**Extrait source:**
====

Un projet de création d’entreprise n’est cependant pas incompatible avec les obligations inhérentes à l’arrêt de travail. Un salarié peut, pendant son arrêt, monter un projet de création d’entreprise, si tant est qu’il respecte les prescriptions de l’arrêt et s’astreigne à des démarches purement administratives de création en évitant l’exercice effectif d’une activité à caractère lucrative. Dit autrement, il peut procéder à l’immatriculation de son entreprise et remplir les démarches administratives afférentes, mais ne peut pas encore l’exploiter pleinement.
Vérifier les restrictions imposées par l’employeur : la clause d’exclusivité
Avant de créer sa propre entreprise, le salarié doit vérifier s’il n’est pas soumis à une clause d’exclusivité. Rien n’empêche un employeur de prévoir dans le contrat une telle disposition, il doit cependant veiller à respecter certaines conditions de légitimité et de proportionnalité.
La clause d’exclusivité est une disposition qui a lieu « pendant » la durée du contrat de travail, à la différence de la clause de non-concurrence qui ne débute qu’à l’issue de celui-ci. La clause d’exclusivité vise essentiellement à restreindre la liberté d'un salarié de travailler pour une autre entreprise ou pour son propre compte, ou encore d'exercer en parallèle une activité rémunérée. Elle interdit en principe au salarié de créer sa propre entreprise, celui-ci ne devant consacrer son temps de travail et ses compétences qu’à l’entreprise qui l’emploie.
Pour être valide cependant, la clause d’exclusivité doit être indispensable à la protection des intérêts légitimes de l’entreprise, justifiée par la nature de l’emploi, et proportionnée au but recherché. En outre, elle doit expressément figurer dans le contrat de travail et ne peut se présumer du simple fait d’une relation de travail. Un projet de création d’entreprise est de fait inconciliable en la présence d'une restriction contractuelle telle que la clause d’exclusivité.
Respecter l’obligation de loyauté et s’abstenir de toute action déloyale
Le devoir de loyauté est une obligation pour le salarié. Selon l’article L1222-1 du Code du travail, « le contrat de travail est exécuté de bonne foi ». Bien que l’arrêt de travail constitue une « suspension du contrat de travail », l’obligation de loyauté demeure valable y compris pendant l’arrêt. Ainsi, un salarié en arrêt n’est pas pour autant libéré de cette obligation.

====

**Données enregistrées:**

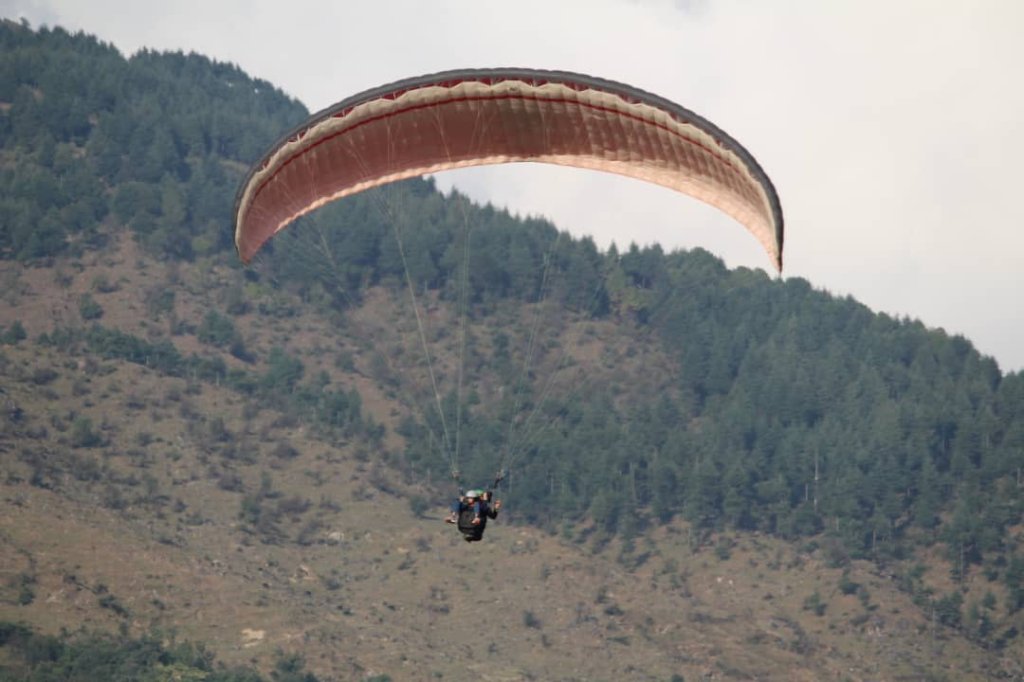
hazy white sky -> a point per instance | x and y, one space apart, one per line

====

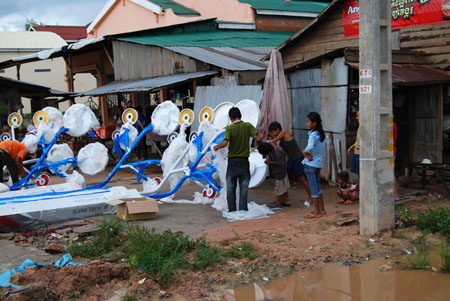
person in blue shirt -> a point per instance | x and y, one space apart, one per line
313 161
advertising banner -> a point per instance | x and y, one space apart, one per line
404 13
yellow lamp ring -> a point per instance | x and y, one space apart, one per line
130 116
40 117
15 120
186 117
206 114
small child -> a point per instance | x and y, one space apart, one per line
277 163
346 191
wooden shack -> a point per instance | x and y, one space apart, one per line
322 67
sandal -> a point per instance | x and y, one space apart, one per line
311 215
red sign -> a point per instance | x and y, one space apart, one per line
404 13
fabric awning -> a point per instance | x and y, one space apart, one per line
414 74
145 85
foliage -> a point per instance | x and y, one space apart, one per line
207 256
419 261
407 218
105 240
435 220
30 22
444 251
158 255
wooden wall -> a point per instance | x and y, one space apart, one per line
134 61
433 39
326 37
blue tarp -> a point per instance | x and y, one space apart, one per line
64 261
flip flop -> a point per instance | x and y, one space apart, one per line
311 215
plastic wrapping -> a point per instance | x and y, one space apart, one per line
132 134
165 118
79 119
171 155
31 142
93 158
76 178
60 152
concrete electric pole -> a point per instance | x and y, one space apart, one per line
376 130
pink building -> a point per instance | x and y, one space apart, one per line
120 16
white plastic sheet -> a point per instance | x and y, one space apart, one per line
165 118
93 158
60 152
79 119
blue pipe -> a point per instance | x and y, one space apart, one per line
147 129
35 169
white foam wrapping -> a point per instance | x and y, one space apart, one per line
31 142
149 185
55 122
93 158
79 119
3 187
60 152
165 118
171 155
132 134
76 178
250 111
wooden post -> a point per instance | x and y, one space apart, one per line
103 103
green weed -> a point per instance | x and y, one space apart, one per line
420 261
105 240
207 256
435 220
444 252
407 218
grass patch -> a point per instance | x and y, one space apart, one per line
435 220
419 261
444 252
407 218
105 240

====

**Consigne:**
Répondez à ces questions d'après l'extrait :
1. Pendant son arrêt, quelles démarches le salarié peut-il accomplir pour son entreprise ?
2. À quel moment débute la clause de non-concurrence ?
3. Quel article du Code du travail est cité à propos du devoir de loyauté ?
Appuyez-vous uniquement sur l'extrait pour répondre.

**Réponse:**
1. Il peut procéder à l'immatriculation de son entreprise et remplir les démarches administratives afférentes.
2. Elle ne débute qu'à l'issue du contrat de travail.
3. L'article L1222-1.